▶ ACTIONS TO TAKE:
1/ In the report on Philippine stocks, reproduce the passage from "Last week, the" to "more this year.", switching "twice" to "once".
2/ Resume the news report on Philippine stocks, continuing it after its final sentence.

▶ SELECTED EXTRACT:

────────────────────

Shares slip ahead of Powell testimony in Congress
MANILA, Philippines — Stocks slipped anew yesterday on lack of fresh leads as markets await direction from US Federal Reserve Chair Jerome Powell.
Traders said the market remained in negative territory as investors await the decision of the Bangko Sentral ng Pilipinas as well as Powell’s policy report to the US Congress.
The benchmark Philippine Stock Exchange index (PSEi) closed at 6,424.21, down by 24.69 points or 0.38 percent, while the broader All Shares index fell to 3,426.81, down by 12.73 points or 0.37 percent.
Total value turnover reached P5.169 billion. Decliners outnumbered advancers, 111 to 69.
Powell will testify before Congress on Wednesday and Thursday, with the world’s most powerful central banker sure to be questioned on whether rates will really rise again in July and peak in a 5.5 -5.75 percent range as projected.
Last week, the Fed held its benchmark lending rate steady, the first time in more than a year that it didn’t announce an increase. But it also warned it could raise rates twice more this year.
“The focus is on whether the July meeting is truly ‘live’ and if the Fed dot plot of two more hikes is a true base case depending on the data, or doom-mongering on inflation in an effort to ensure no premature easing in financial conditions,” said Tapas Strickland, head of market economics at NAB.

────────────────────

▶ DATA FOR REVIEW:
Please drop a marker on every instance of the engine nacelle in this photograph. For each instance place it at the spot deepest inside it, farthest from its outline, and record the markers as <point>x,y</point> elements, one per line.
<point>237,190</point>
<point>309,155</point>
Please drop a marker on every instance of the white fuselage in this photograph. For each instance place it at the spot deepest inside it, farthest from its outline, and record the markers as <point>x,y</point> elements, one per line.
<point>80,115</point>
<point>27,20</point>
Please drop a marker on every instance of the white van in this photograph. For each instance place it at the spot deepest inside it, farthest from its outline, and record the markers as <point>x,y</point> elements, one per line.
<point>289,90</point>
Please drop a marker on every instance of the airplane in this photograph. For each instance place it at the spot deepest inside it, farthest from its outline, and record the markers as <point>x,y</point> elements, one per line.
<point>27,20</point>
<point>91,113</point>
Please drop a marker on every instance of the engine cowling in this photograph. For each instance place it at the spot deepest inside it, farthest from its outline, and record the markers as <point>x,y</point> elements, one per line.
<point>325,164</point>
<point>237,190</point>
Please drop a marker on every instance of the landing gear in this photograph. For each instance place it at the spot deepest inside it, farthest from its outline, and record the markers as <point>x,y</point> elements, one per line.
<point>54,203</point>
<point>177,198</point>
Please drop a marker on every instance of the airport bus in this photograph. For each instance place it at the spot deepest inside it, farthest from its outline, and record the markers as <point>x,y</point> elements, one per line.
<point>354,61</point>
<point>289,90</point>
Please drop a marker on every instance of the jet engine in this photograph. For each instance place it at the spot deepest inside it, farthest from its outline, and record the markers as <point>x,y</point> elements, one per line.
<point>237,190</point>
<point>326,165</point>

────────────────────

▶ RESPONSES BY TASK:
1/
Last week, the Fed held its benchmark lending rate steady, the first time in more than a year that it didn’t announce an increase. But it also warned it could raise rates once more this year.

2/
Central banks around the world are heading in diverging directions as they battle inflation amid worries about a pressured global economy.
“Investors are turning cautious ahead of another hefty dose of Fedspeak amidst a relatively light data docket,” Stephen Innes of SPI Asset Management said in a commentary.
He added that “with central banks in the mood to dish out inflation pain these days, investors may need to see some positive inflation data convergence to narrow the wide disparity between the Federal Reserve and the market’s forward inflation expectations before breaking fresh higher ground on US stocks.”
In China, meanwhile, the world’s second-largest economy is stumbling in its recovery following the relaxation of anti-COVID restrictions.